Image point annotation items
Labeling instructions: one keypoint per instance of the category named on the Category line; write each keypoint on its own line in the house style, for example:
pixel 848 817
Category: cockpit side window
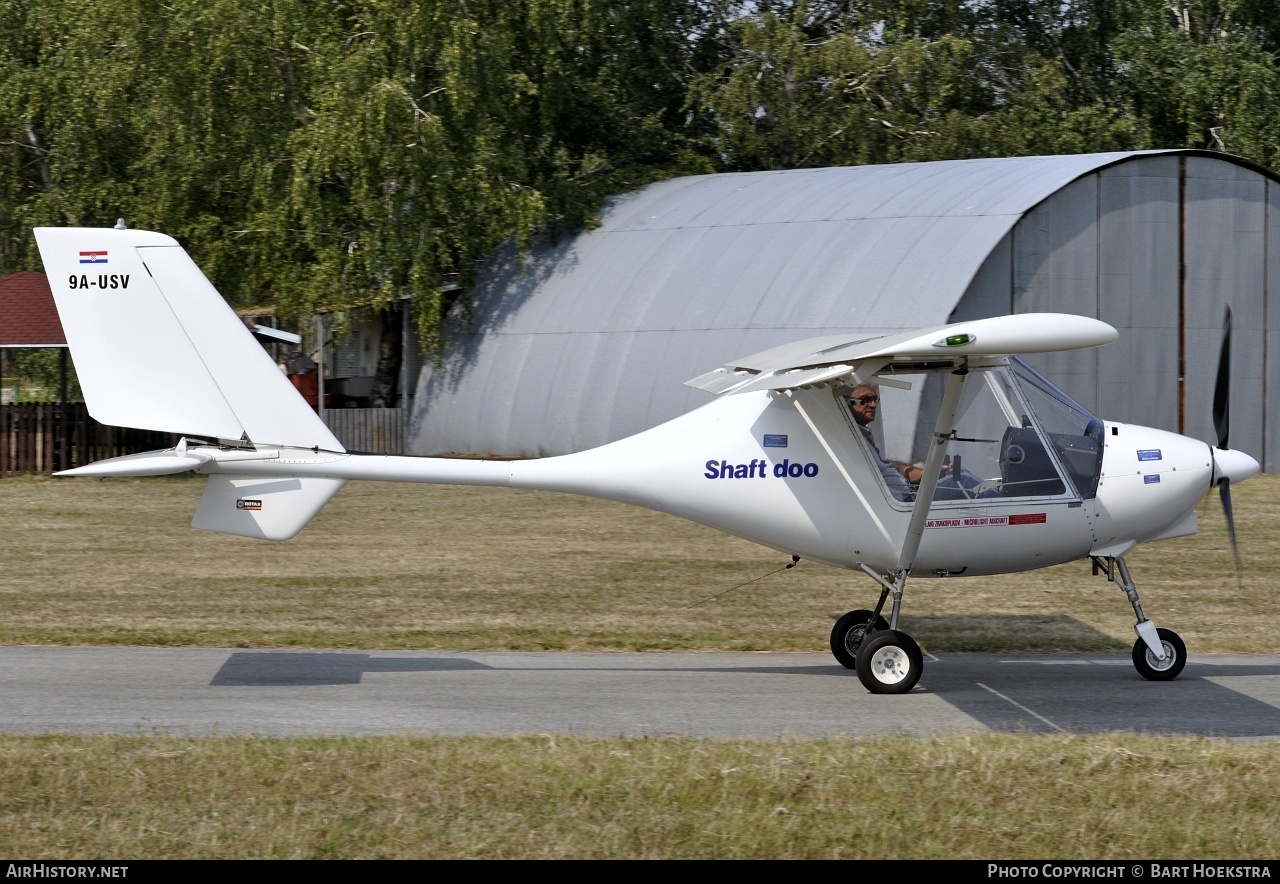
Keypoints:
pixel 1074 433
pixel 995 452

#### WHAT IS REQUIRED:
Format the lines of the items above as a JSON list of strings, one string per line, skipping blank lines and leaving out the pictures.

#### PROBLEM SOLUTION:
[
  "Labeling instructions: one keypoint per instance of the category named on the Category line; write each keypoint on its own line in the house style, for example:",
  "pixel 848 817",
  "Category: cockpit side window",
  "Keypoints:",
  "pixel 1074 433",
  "pixel 995 452"
]